Строки из коллекции:
▼▼▼
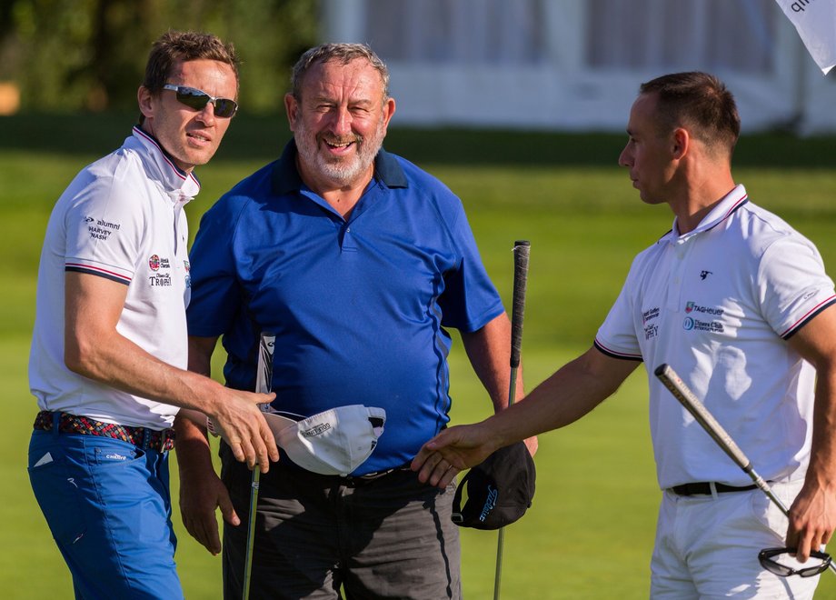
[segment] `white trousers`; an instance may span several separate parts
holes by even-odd
[[[803,482],[771,485],[789,508]],[[819,577],[780,577],[758,553],[783,546],[787,517],[759,489],[662,495],[651,561],[652,600],[812,598]]]

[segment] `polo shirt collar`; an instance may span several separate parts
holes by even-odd
[[[674,217],[673,226],[671,228],[671,231],[669,231],[660,241],[674,241],[678,238],[687,238],[713,229],[732,216],[732,215],[747,202],[749,202],[749,195],[746,194],[746,188],[741,185],[735,185],[734,188],[723,196],[723,198],[717,203],[717,205],[702,218],[700,225],[698,225],[695,229],[688,232],[684,235],[678,235],[677,232],[679,230],[676,226],[676,217]]]
[[[273,191],[277,195],[298,192],[304,185],[296,168],[297,154],[296,142],[291,139],[273,171]],[[409,186],[398,159],[383,148],[374,157],[374,178],[390,188]]]
[[[172,161],[163,146],[148,132],[134,127],[125,145],[135,150],[152,177],[163,185],[174,202],[187,203],[200,192],[200,182],[194,173],[185,173]]]

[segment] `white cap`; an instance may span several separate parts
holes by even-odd
[[[296,465],[320,475],[345,476],[377,445],[386,411],[351,405],[301,420],[274,412],[265,412],[264,418],[276,443]]]

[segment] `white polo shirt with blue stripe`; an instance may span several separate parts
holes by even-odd
[[[178,408],[70,371],[64,360],[65,273],[127,286],[118,332],[179,368],[187,365],[188,224],[200,190],[154,138],[134,127],[115,152],[86,166],[58,199],[38,268],[29,383],[41,410],[164,429]]]
[[[659,485],[751,479],[656,379],[667,363],[767,480],[801,479],[815,369],[787,343],[836,303],[811,242],[736,186],[692,232],[634,259],[598,331],[606,355],[644,361]]]

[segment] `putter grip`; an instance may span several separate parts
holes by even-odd
[[[528,255],[531,244],[513,243],[513,304],[511,311],[511,368],[520,366],[522,351],[522,319],[525,315],[525,286],[528,283]]]
[[[688,388],[688,385],[676,374],[676,371],[670,365],[662,363],[656,367],[654,373],[662,385],[671,391],[673,397],[679,400],[680,404],[693,415],[697,422],[702,425],[702,428],[708,432],[709,435],[713,437],[720,447],[729,455],[732,460],[743,471],[751,475],[751,463],[749,462],[749,458],[734,443],[728,432],[722,428],[722,425],[717,422],[713,415],[709,412],[705,405],[700,402],[694,393]]]
[[[258,339],[258,366],[255,371],[255,391],[268,394],[273,387],[273,351],[275,334],[262,332]]]

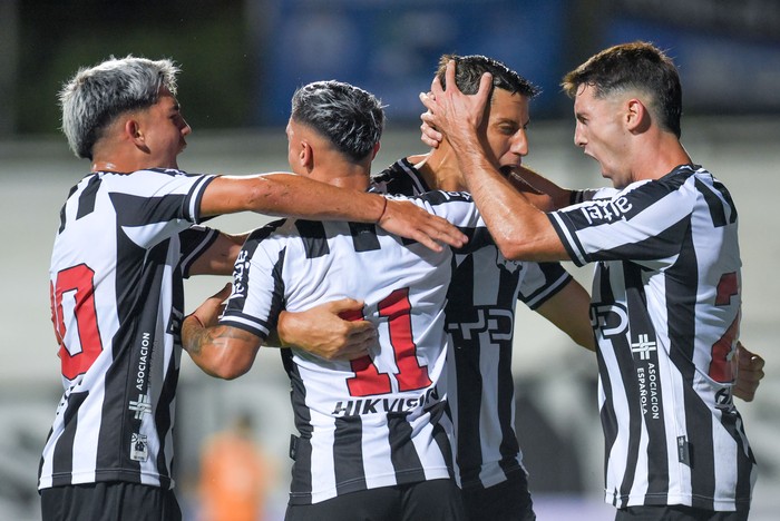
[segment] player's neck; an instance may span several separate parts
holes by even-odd
[[[369,187],[370,161],[368,165],[348,161],[334,163],[320,171],[312,170],[310,177],[339,188],[353,188],[362,191]]]
[[[422,175],[433,190],[459,191],[466,189],[458,159],[448,142],[425,156],[410,156],[409,161]]]

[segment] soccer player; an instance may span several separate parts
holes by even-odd
[[[299,89],[292,105],[293,171],[368,188],[383,121],[379,101],[331,81]],[[328,164],[341,174],[323,170]],[[467,195],[433,191],[416,200],[468,229],[469,248],[491,243]],[[378,324],[379,344],[359,360],[282,352],[300,433],[292,443],[287,519],[461,519],[445,415],[451,255],[425,252],[373,226],[282,220],[246,240],[218,325],[226,294],[184,321],[185,350],[225,379],[248,371],[281,309],[350,295]]]
[[[491,87],[435,80],[425,120],[458,163],[509,256],[597,263],[592,312],[616,520],[745,520],[755,460],[733,403],[740,317],[737,208],[680,142],[673,61],[646,42],[608,48],[564,78],[575,144],[617,191],[545,214],[509,189],[478,138]],[[524,226],[511,226],[520,222]]]
[[[484,72],[493,75],[487,122],[480,137],[491,160],[517,189],[528,193],[518,174],[528,154],[528,102],[537,89],[504,63],[484,56],[443,56],[457,62],[456,82],[476,94]],[[443,139],[427,155],[394,163],[373,178],[389,194],[419,195],[431,189],[465,190],[455,151]],[[535,197],[549,207],[555,201]],[[569,195],[566,195],[568,203]],[[518,299],[565,331],[576,343],[595,348],[588,318],[589,295],[558,263],[513,262],[494,245],[457,255],[447,295],[447,331],[452,338],[449,402],[454,413],[457,478],[469,520],[536,519],[515,432],[511,351]],[[530,346],[528,346],[530,348]]]
[[[379,222],[436,250],[437,239],[462,244],[409,203],[294,175],[179,170],[191,128],[177,72],[169,60],[110,59],[60,92],[62,130],[91,171],[70,190],[51,256],[65,392],[39,470],[45,520],[181,518],[172,445],[183,278],[231,273],[244,238],[195,224],[253,210]],[[359,338],[371,330],[354,327]]]

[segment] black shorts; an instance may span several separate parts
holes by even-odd
[[[109,481],[40,491],[43,521],[182,521],[173,490]]]
[[[285,521],[464,521],[452,480],[362,490],[314,504],[289,504]]]
[[[748,510],[715,512],[682,504],[617,509],[615,521],[747,521]]]
[[[462,490],[466,519],[469,521],[534,521],[534,503],[528,492],[528,478],[523,470],[509,474],[503,481],[487,489]]]

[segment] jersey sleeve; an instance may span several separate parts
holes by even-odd
[[[201,199],[211,175],[139,170],[110,179],[117,225],[130,240],[149,248],[201,222]]]
[[[547,215],[577,266],[627,259],[662,268],[679,254],[694,204],[690,190],[645,181]]]
[[[573,278],[560,263],[525,263],[525,268],[517,299],[530,309],[538,308]]]
[[[284,308],[283,267],[286,239],[274,234],[284,223],[271,223],[247,237],[233,269],[233,293],[220,318],[265,340]]]

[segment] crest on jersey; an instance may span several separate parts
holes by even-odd
[[[146,441],[146,435],[133,433],[130,438],[130,460],[146,461],[149,459],[149,444]]]

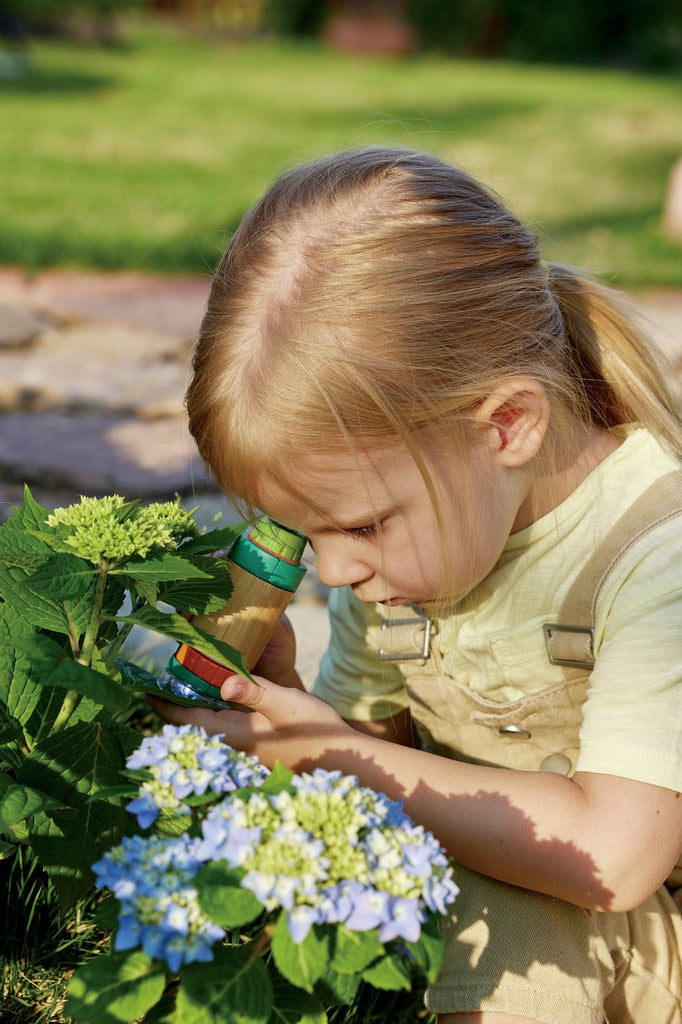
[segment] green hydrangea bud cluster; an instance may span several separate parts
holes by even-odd
[[[173,551],[180,541],[196,537],[199,527],[179,501],[141,506],[120,495],[82,497],[77,505],[55,509],[47,525],[81,558],[99,565],[120,562],[153,548]]]

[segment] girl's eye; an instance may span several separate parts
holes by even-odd
[[[376,522],[369,522],[366,526],[353,526],[346,530],[348,537],[376,537],[377,532]]]

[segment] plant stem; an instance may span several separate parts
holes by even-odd
[[[81,665],[90,666],[92,653],[97,642],[99,633],[99,621],[101,616],[101,606],[104,600],[104,590],[106,588],[106,578],[109,575],[110,563],[102,559],[99,563],[99,572],[95,577],[95,589],[92,597],[92,607],[90,608],[90,618],[88,621],[83,643],[81,645],[81,656],[78,660]]]
[[[138,597],[137,600],[133,603],[131,611],[133,612],[137,611],[137,609],[141,608],[143,604],[144,601]],[[116,660],[116,655],[121,650],[124,640],[132,632],[132,630],[133,630],[133,623],[126,623],[124,626],[121,627],[116,637],[112,640],[109,647],[106,648],[106,656],[104,657],[104,665],[109,672],[111,672],[112,669],[114,668],[114,662]]]
[[[52,728],[50,729],[49,733],[50,736],[53,735],[53,733],[58,732],[61,726],[66,725],[66,723],[69,721],[69,719],[71,718],[72,714],[76,709],[76,705],[78,703],[79,697],[80,694],[77,693],[76,690],[67,691],[67,694],[63,700],[61,701],[61,707],[59,708],[59,714],[52,723]]]

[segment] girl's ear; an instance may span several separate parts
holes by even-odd
[[[549,415],[549,398],[542,384],[532,378],[515,378],[481,402],[475,419],[501,464],[518,467],[540,451]]]

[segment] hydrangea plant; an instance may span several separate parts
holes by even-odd
[[[121,658],[133,627],[244,671],[238,651],[174,610],[223,607],[231,582],[213,556],[242,528],[202,534],[177,501],[118,495],[50,512],[28,488],[0,526],[0,858],[28,845],[63,907],[127,825],[110,792],[155,689]]]
[[[435,977],[458,889],[400,803],[338,771],[269,772],[189,725],[127,768],[138,830],[93,865],[114,936],[72,980],[76,1020],[322,1024],[361,980]]]

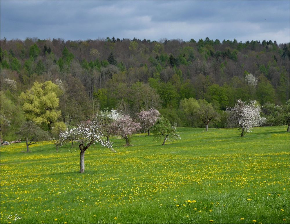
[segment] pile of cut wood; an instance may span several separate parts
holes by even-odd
▲▲▲
- [ЧТО СДЕЛАТЬ]: Перепишите все строки от той, где стоит «[segment] girl's ear;», до самой последней включительно, заменив в них «hydrangea plant» на «hydrangea bush» и больше ничего не меняя. Картинки в ответ не включайте.

- [РЕЗУЛЬТАТ ВЫПОЛНЕНИЯ]:
[segment] girl's ear; an instance may span several separate parts
holes by even-odd
[[[549,415],[549,398],[542,384],[532,378],[515,378],[481,402],[475,419],[501,464],[518,467],[540,451]]]

[segment] hydrangea bush; an instance may span several separate parts
holes by even-odd
[[[121,658],[133,627],[244,671],[238,651],[174,610],[223,607],[231,582],[213,556],[242,528],[202,534],[177,501],[118,495],[50,512],[28,488],[0,526],[0,858],[28,845],[63,907],[127,825],[110,792],[155,689]]]
[[[435,977],[458,889],[400,803],[338,771],[269,772],[189,725],[127,768],[138,830],[93,865],[114,936],[72,980],[76,1020],[322,1024],[361,980]]]

[segment] pile of cut wood; an instance may span several separate parts
holes by even-odd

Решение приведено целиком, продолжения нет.